* _OBJECTIF_: Poursuivez l'extrait de page sur la taxe sur les salaires réclamée à la SAS Alja, en reprenant juste après sa dernière phrase.

4. Dans la proposition de rectification du 18 juillet 2018, le service, après avoir rappelé les principes d'assujettissement à la taxe sur les salaires et les activités poursuivies par la SAS Alja, a précisé qu'étant assujettie à la taxe sur la valeur ajoutée au titre des années litigieuses sur moins de 90 % de son chiffre d'affaires, elle était en conséquence redevable de la taxe sur les salaires. L'administration a ensuite calculé le rapport d'assujettissement à partir des éléments portés sur ses liasses fiscales souscrites au titre des exercices clos au 31 juillet 2015, au 31 juillet 2016 et au 31 juillet 2017, ramenés à l'année civile, à défaut de disposer d'éléments plus pertinents sur l'année civile. Dans le cadre de la réclamation contentieuse adressée par la SAS Alja, l'administration a demandé à celle-ci, par une lettre du 25 janvier 2021, de lui adresser un tableau récapitulant le détail de la ventilation mensuelle des recettes réalisées par compte de produits pour la période du 1er janvier 2015 au 31 décembre 2017 en distinguant les prestations réalisées au profit des filiales, les subventions, les produits financiers exonérés de taxe sur la valeur ajoutée et les recettes liées aux activités annexes ou accessoires. En l'absence de réponse de la société, il appartenait à l'administration, au vu des éléments dont elle disposait, d'apprécier si la situation de la société entre dans le champ de l'assujettissement à la taxe sur les salaires et de calculer le montant de cette taxe.

* _DONNÉES ENREGISTRÉES_:
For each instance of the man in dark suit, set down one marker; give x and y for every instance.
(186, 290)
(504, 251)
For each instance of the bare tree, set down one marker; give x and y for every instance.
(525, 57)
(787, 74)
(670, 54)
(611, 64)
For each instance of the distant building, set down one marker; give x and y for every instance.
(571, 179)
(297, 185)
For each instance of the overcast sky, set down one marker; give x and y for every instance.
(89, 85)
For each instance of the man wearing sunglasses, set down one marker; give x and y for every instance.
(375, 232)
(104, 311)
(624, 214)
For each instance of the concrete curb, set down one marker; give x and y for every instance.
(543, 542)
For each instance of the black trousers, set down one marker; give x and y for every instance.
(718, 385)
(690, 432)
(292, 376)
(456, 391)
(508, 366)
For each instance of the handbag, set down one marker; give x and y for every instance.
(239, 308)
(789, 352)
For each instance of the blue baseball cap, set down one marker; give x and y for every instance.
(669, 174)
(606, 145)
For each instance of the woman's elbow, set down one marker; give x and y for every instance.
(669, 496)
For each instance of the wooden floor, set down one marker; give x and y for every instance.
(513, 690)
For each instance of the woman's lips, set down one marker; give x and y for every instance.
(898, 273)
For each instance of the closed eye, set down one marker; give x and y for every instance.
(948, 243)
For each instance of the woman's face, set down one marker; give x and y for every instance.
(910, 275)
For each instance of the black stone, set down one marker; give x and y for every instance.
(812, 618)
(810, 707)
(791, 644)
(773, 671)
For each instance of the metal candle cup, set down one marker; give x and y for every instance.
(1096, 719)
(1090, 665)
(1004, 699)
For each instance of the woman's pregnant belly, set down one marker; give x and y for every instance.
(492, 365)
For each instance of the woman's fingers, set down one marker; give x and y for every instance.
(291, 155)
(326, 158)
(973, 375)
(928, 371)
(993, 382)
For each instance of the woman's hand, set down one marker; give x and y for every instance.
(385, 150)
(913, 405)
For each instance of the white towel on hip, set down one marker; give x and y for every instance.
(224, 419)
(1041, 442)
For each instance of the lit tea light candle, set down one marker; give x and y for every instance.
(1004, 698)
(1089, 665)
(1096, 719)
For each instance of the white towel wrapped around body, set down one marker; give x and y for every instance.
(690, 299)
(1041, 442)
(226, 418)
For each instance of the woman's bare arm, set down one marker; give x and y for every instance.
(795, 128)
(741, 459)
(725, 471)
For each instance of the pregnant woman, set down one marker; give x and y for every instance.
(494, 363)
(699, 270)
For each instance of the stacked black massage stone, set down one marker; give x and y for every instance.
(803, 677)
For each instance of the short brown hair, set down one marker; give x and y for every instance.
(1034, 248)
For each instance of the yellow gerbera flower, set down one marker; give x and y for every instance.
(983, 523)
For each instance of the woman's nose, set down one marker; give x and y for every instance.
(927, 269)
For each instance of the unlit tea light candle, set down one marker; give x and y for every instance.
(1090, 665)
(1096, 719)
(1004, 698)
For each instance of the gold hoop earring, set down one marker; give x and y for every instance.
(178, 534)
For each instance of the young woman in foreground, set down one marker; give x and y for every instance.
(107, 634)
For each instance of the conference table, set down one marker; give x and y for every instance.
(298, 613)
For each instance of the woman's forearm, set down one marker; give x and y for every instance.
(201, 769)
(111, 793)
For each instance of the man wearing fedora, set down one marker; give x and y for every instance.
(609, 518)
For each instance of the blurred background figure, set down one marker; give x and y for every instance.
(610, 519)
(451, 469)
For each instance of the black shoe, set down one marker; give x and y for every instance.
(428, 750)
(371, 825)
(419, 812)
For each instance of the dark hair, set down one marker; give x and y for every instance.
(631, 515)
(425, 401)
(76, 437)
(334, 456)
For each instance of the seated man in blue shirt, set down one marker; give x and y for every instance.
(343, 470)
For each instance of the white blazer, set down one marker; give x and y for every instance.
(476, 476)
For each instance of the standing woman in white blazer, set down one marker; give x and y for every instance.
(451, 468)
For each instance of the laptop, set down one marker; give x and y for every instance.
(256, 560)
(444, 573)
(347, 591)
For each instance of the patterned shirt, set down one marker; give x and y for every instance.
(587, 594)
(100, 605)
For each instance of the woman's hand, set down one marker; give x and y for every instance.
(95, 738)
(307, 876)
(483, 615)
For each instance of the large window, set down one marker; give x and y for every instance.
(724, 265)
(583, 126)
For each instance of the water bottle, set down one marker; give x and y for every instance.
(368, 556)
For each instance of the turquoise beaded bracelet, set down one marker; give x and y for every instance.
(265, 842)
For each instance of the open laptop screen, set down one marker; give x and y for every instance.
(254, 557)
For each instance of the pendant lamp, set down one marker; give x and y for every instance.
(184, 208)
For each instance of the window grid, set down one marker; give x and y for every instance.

* _RÉPONSE ATTENDUE_:
En ce qui concerne le principe de l'assujettissement :

5. Aux termes de l'article 231 du code général des impôts : " 1. Les sommes payées à titre de rémunérations sont soumises à une taxe sur les salaires (...) à la charge des personnes ou organismes (...) qui paient ces rémunérations lorsqu'ils ne sont pas assujettis à la taxe sur la valeur ajoutée ou ne l'ont pas été sur 90 % au moins de leur chiffre d'affaires au titre de l'année civile précédant celle du paiement desdites rémunérations. L'assiette de la taxe due par ces personnes ou organismes est constituée par une partie des rémunérations versées, déterminée en appliquant à l'ensemble de ces rémunérations le rapport existant, au titre de cette même année, entre le chiffre d'affaires qui n'a pas été passible de la taxe sur la valeur ajoutée et le chiffre d'affaires total. Le chiffre d'affaires qui n'a pas été assujetti à la taxe sur la valeur ajoutée en totalité ou sur 90 p. 100 au moins de son montant, ainsi que le chiffre d'affaires total mentionné au dénominateur du rapport s'entendent du total des recettes et autres produits, y compris ceux correspondant à des opérations qui n'entrent pas dans le champ d'application de la taxe sur la valeur ajoutée. Le chiffre d'affaires qui n'a pas été passible de la taxe sur la valeur ajoutée mentionné au numérateur du rapport s'entend du total des recettes et autres produits qui n'ont pas ouvert droit à déduction de la taxe sur la valeur ajoutée. / (...) ".

6. Aux termes de l'article 51 de l'annexe III au même code : " / (...) / 3. L'assiette de la taxe est constituée par une partie des rémunérations versées, déterminée en appliquant à l'ensemble des rémunérations (...) le rapport existant, au titre de l'année civile précédant celle du paiement desdites rémunérations, entre le chiffre d'affaires qui n'a pas été passible de la taxe sur la valeur ajoutée et le chiffre d'affaires total. / (...) ".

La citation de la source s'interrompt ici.